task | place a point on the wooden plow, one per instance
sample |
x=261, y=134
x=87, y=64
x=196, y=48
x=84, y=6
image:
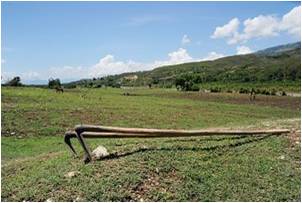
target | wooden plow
x=92, y=131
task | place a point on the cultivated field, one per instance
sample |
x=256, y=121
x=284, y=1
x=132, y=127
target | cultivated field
x=35, y=160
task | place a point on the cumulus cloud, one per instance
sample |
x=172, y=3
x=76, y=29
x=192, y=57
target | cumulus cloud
x=243, y=50
x=68, y=72
x=109, y=65
x=25, y=76
x=260, y=27
x=212, y=56
x=228, y=30
x=185, y=40
x=291, y=22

* * *

TO DO: Copy every entry word for word, but omit the pictures.

RESPONSE:
task | place a point on the wooden plow, one per instance
sample |
x=261, y=134
x=87, y=64
x=196, y=48
x=84, y=6
image:
target | wooden plow
x=92, y=131
task | place a point on the cultivated field, one per instance
sample |
x=256, y=121
x=284, y=1
x=132, y=127
target | cultivated field
x=35, y=160
task | place a point on the cumulus cloud, one per instance
sample |
x=172, y=3
x=76, y=29
x=192, y=57
target | cumulus cloud
x=243, y=50
x=68, y=72
x=109, y=65
x=25, y=76
x=260, y=27
x=212, y=56
x=228, y=30
x=185, y=40
x=291, y=22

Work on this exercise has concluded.